(Raw records)

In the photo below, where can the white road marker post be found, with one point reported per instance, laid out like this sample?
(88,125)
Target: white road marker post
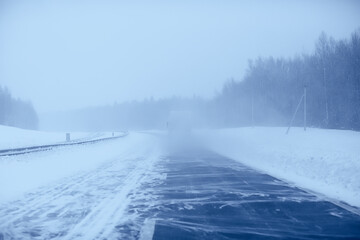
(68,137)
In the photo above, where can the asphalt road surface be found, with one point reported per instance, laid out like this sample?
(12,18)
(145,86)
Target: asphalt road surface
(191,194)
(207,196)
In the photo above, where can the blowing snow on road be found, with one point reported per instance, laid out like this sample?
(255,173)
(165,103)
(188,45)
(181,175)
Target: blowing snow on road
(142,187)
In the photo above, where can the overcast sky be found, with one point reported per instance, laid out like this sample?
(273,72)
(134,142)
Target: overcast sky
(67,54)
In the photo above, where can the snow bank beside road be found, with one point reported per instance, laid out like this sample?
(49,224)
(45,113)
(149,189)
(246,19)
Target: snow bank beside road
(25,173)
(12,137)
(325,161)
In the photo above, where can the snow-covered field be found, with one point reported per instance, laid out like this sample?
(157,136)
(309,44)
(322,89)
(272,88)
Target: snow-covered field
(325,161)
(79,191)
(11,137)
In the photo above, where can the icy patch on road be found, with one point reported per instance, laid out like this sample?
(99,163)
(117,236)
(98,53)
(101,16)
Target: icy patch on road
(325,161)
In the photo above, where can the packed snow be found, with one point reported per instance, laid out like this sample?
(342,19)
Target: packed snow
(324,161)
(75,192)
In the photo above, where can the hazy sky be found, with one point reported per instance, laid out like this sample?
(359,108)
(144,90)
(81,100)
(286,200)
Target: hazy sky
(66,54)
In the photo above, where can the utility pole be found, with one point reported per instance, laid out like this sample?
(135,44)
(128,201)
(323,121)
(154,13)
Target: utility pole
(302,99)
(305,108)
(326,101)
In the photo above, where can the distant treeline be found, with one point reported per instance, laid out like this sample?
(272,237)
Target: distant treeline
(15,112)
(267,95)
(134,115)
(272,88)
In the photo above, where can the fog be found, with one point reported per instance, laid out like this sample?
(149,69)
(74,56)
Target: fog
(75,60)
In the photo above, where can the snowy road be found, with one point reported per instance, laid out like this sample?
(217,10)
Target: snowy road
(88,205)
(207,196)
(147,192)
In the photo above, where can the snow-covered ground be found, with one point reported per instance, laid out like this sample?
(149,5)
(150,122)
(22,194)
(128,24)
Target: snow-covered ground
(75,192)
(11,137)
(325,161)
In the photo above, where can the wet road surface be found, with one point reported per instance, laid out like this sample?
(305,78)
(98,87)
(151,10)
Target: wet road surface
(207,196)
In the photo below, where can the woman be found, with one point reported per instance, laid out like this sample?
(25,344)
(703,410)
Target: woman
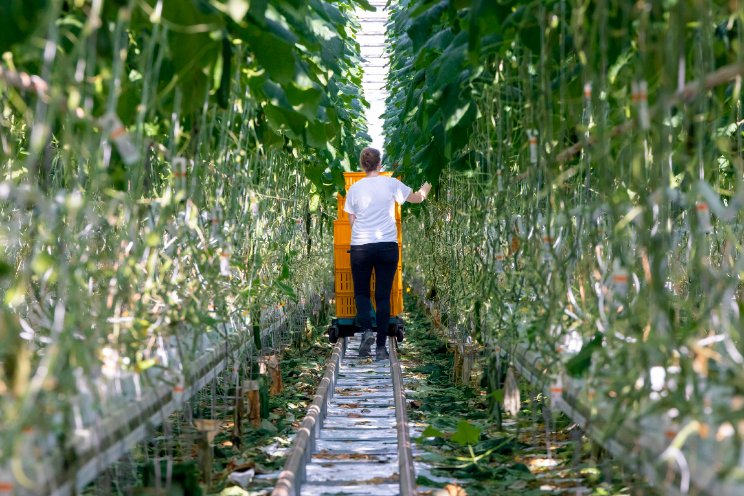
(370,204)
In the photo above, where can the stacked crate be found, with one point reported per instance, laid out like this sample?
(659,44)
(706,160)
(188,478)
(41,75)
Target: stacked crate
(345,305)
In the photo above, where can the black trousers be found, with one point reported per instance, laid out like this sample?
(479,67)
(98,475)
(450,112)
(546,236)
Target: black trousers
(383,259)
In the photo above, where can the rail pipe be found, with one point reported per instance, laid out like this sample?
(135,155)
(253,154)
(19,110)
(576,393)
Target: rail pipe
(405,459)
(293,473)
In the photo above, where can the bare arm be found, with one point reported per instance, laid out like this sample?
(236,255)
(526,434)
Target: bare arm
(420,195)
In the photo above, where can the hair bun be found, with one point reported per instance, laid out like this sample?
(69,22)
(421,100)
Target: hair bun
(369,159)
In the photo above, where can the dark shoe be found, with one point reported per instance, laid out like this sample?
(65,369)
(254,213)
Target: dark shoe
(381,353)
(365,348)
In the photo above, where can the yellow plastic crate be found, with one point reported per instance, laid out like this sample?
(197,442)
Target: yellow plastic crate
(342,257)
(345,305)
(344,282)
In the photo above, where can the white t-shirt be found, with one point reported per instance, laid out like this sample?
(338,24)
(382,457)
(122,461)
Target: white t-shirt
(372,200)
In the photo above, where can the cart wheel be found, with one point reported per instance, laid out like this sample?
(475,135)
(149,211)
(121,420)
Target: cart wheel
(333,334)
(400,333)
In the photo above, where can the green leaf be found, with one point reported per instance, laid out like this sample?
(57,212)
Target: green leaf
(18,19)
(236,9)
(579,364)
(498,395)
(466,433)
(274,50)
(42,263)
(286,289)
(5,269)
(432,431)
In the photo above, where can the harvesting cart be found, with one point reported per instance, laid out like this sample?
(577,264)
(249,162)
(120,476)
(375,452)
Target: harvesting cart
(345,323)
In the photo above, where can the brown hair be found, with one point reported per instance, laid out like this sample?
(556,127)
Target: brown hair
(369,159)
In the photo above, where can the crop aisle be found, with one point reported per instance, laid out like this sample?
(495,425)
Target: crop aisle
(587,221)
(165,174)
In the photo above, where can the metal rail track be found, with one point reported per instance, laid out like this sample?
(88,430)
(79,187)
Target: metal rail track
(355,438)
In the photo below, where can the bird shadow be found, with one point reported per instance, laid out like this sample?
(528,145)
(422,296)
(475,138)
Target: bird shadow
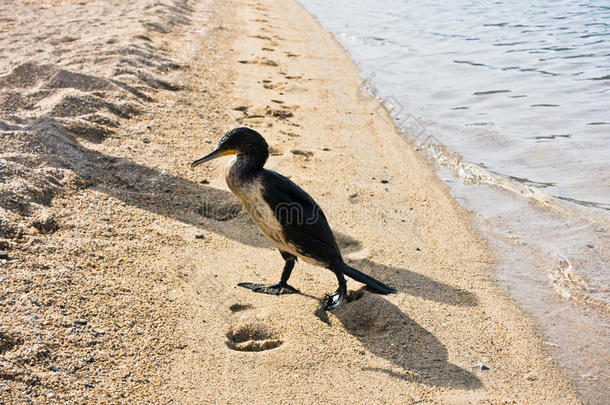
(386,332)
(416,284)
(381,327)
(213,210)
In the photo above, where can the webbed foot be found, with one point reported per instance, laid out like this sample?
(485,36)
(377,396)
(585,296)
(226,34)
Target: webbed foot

[Written task]
Extract exactly the lines above from the line containing "In the photo above, where can the crop" through the last one, both ends included, but not the pictures.

[Solution to the problem]
In the photo above, where can the crop aisle be found, with one point reported per instance, laid out like this sample?
(495,425)
Target: crop aisle
(587,221)
(165,174)
In the photo above, where can the metal rail track be found, with one point reported per instance, laid out like this sample?
(88,430)
(79,187)
Target: metal rail track
(355,438)
In the photo below, where can the bird shadow be found, with one point reported per instance, laid out like this sample?
(528,145)
(422,296)
(475,138)
Target: bird shadow
(386,332)
(416,284)
(381,327)
(213,210)
In the photo above, where can the webbed foot be found, with one point reported per instance, laid out like this sample?
(485,36)
(377,396)
(585,296)
(226,34)
Target: webbed foot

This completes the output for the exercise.